CNL Stat : Multivariate Analysis : cluster_number
cluster_number
Computes cluster membership for a hierarchical cluster tree.
Synopsis
#include <imsls.h>
int *imsls_cluster_number (int npt, int iclson[], int icrson[], int k, 0)
Required Arguments
int npt (Input)
Number of data points to be clustered.
int iclson[] (Input)
An array of length npt - 1 containing the left son cluster numbers.
Cluster npt + i is formed by merging clusters iclson[i-1] and icrson[i-1].
int icrson[] (Input)
An array of length npt - 1 containing the right son cluster numbers.
Cluster npt + i is formed by merging clusters iclson[i-1] and icrson[i-1].
int k (Input)
Desired number of clusters.

Written task »
Please reproduce the part of the cluster_number reference that begins at "An array of length npt - 1 containing the left" and stops after "int k (Input)".

Extracted data »
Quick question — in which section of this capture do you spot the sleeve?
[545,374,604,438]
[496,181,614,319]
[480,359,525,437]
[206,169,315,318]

Exercise response »
An array of length npt - 1 containing the left son cluster numbers.
Cluster npt + i is formed by merging clusters iclson[i-1] and icrson[i-1].
int icrson[] (Input)
An array of length npt - 1 containing the right son cluster numbers.
Cluster npt + i is formed by merging clusters iclson[i-1] and icrson[i-1].
int k (Input)